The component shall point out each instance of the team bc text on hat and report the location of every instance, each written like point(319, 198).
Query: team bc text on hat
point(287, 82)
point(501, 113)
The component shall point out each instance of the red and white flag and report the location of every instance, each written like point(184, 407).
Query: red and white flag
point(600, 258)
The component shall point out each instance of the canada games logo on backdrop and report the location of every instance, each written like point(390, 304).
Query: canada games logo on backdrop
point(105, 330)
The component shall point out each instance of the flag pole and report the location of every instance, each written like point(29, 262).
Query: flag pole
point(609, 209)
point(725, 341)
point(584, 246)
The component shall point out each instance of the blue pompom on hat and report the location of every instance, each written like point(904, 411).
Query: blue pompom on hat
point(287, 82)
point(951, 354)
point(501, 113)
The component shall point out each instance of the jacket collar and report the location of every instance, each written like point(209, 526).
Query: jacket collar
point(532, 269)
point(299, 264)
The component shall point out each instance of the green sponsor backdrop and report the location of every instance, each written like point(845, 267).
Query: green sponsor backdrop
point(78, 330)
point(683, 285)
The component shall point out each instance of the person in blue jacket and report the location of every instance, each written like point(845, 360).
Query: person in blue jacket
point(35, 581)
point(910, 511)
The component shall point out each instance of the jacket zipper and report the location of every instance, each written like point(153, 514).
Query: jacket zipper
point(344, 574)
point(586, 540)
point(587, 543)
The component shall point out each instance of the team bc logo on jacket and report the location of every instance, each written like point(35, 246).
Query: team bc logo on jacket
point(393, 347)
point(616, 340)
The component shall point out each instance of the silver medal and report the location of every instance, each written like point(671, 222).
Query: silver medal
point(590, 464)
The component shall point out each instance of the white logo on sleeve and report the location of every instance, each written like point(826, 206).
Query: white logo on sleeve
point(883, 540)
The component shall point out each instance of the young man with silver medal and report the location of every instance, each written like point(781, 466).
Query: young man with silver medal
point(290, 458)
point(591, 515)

* * * * * * *

▸ What needs to be done: Reproduce the full listing above, character for character.

▸ Completed exercise:
The component shall point out each instance of the team bc text on hat and report the location of every instance, each written like point(319, 198).
Query: team bc text on hat
point(287, 82)
point(501, 113)
The component shall point out each instance of the red and white flag and report the location of every instance, each written like point(184, 407).
Query: red and white flag
point(600, 258)
The component shall point out each instance of the canada games logo on backdrop and report the location of every instance, each written like point(390, 304).
Query: canada games logo on backdrop
point(105, 330)
The component shall point out each instance of the flag pole and report the location of every instance, each written like point(29, 262).
Query: flag pole
point(609, 209)
point(725, 341)
point(584, 246)
The component shall point out each instance of the blue pompom on hat and report the location of every instance, each written like point(904, 411).
Query: blue pompom on hat
point(287, 82)
point(951, 354)
point(501, 113)
The component shall point out each instance of the jacket collar and report the location of every instance, each written like point(209, 526).
Query: jacket collar
point(532, 269)
point(299, 264)
The component shall point out each instance of the green sponsor backdrop and report the location of every instance, each written like point(845, 267).
Query: green sponsor backdrop
point(78, 330)
point(683, 285)
The component shall point out each instance of the person in blue jacket and report the location of every instance, each written like point(845, 360).
Query: person in blue jacket
point(35, 581)
point(910, 511)
The component shall point out each instance of the jacket zipper and report the location of every instance, each written like point(153, 514).
Query: jacket zipper
point(344, 574)
point(586, 540)
point(587, 543)
The component shall point out each instance of the team bc logo on jacket and report the location of every instance, each written like point(35, 246).
Query: team bc logo on jacket
point(393, 347)
point(616, 340)
The component shall point out each instance of the silver medal and report the location of every instance, each written like point(671, 222).
Query: silver medal
point(590, 464)
The component shall point out each instance of the white logo on sleeve and report the location of every instance, each written like point(826, 206).
Query: white logo on sleeve
point(883, 540)
The component shall point out each instance of the young man with silver medal and report the location of every instance, each written like point(781, 466).
Query: young man with silver medal
point(290, 458)
point(591, 515)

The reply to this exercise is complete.